# AUSGANGSDOKUMENT:
::::

Für Beschäftigte unterhalb der Regelalters­grenze bleibt alles beim Alten: Sachgrundlose Befristungen sind nur bis zu zwei Jahre und höchstens dreimal verlängerbar. Die Sonderregel für 67plus ist also ein zusätzlicher Korridor, kein Ersatz.

Ein Blick in die Rechtsprechung zeigt, wie eng das Vorbeschäftigungs­verbot bisher ausgelegt wurde: Erst eine Unterbrechung von 22 Jahren gilt nach dem Bundesarbeitsgericht als „lange genug“, um einen neuen sachgrundlosen Vertrag zu erlauben. Die Reform schafft nun einen wesentlich kürzeren und klaren Weg.

Schriftform bleibt Pflicht – vorerst

Beim Rentenaustritt genügt seit dem Bürokratie­entlastungsgesetz IV eine E-Mail mit eingescanntem Anhang. Anders die Weiterbeschäftigung nach § 41 Abs. 2 SGB VI: Hier verlangt § 14 Abs. 4 TzBfG weiterhin eigenhändige Unterschriften. Das BMAS lässt aber offen, ob der Bundestag die Textform später ausweitet.

Doppelter Nutzen: Rentenniveau sichern und Erfahrung halten

Die Reform ist Teil des „Gesetzes zur Stabilisierung des Rentenniveaus und zur vollständigen Gleichstellung der Kinder­erziehungs­zeiten“. Kernpunkte:

  1. Fixierung des Renten­niveaus: Bis 2031 bleibt der Sicherungs­wert bei 48 Prozent. Wer 45 Jahre Durchschnitts­verdienst erzielt, behält diesen Leistungs­anker.
  2. Vollständige Mütter­rente: Für vor 1992 geborene Kinder wird der bisherige Nachteil von rund 20 Euro pro Monat beseitigt.

::::

# EINGABEDATEN:
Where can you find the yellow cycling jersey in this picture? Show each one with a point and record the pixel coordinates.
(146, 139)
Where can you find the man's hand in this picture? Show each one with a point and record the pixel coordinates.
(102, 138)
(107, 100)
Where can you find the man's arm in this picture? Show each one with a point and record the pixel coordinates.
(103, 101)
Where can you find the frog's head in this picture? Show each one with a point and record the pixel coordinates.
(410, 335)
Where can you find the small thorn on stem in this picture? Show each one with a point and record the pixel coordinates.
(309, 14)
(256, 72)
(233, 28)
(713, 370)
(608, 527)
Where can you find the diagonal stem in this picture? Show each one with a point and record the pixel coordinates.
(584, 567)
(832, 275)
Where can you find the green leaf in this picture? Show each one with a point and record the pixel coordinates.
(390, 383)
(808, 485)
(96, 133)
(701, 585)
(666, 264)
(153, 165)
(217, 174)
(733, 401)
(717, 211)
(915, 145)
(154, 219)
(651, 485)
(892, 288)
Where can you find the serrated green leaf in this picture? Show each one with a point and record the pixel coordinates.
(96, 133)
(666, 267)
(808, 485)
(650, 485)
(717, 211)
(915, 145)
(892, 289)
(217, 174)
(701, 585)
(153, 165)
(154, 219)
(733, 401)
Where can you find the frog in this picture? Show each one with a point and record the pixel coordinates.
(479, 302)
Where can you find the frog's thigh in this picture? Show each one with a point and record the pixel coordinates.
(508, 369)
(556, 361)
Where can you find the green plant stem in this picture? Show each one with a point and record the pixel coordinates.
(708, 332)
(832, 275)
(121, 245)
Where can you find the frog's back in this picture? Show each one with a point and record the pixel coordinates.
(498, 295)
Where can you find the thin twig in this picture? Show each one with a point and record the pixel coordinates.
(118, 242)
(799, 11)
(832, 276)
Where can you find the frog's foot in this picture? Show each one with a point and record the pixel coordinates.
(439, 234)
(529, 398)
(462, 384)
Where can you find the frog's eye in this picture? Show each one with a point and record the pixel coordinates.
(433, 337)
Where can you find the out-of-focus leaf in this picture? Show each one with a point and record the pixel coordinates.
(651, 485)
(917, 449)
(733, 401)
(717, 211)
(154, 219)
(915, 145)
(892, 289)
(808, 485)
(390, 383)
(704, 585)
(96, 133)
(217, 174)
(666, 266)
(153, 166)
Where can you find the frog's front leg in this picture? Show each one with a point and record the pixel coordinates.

::::

# AUFGABE A:
Übernimm bitte aus dem Text zur Rentenreform wortgetreu den Abschnitt von „Ein Blick in“ bis einschließlich „Textform später ausweitet.“.
# AUFGABE B:
Führe alle Zeilen der Liste auf, in denen die Zeichenfolge „stem“ vorkommt. Groß- und Kleinschreibung ist dabei zu beachten.
Die Liste steht in keinem Zusammenhang mit dem Text zur Rentenreform.

# LÖSUNG A:
Ein Blick in die Rechtsprechung zeigt, wie eng das Vorbeschäftigungs­verbot bisher ausgelegt wurde: Erst eine Unterbrechung von 22 Jahren gilt nach dem Bundesarbeitsgericht als „lange genug“, um einen neuen sachgrundlosen Vertrag zu erlauben. Die Reform schafft nun einen wesentlich kürzeren und klaren Weg.

Schriftform bleibt Pflicht – vorerst

Beim Rentenaustritt genügt seit dem Bürokratie­entlastungsgesetz IV eine E-Mail mit eingescanntem Anhang. Anders die Weiterbeschäftigung nach § 41 Abs. 2 SGB VI: Hier verlangt § 14 Abs. 4 TzBfG weiterhin eigenhändige Unterschriften. Das BMAS lässt aber offen, ob der Bundestag die Textform später ausweitet.

# LÖSUNG B:
Where can you find the small thorn on stem in this picture? Show each one with a point and record the pixel coordinates.
Where can you find the diagonal stem in this picture? Show each one with a point and record the pixel coordinates.
Where can you find the green plant stem in this picture? Show each one with a point and record the pixel coordinates.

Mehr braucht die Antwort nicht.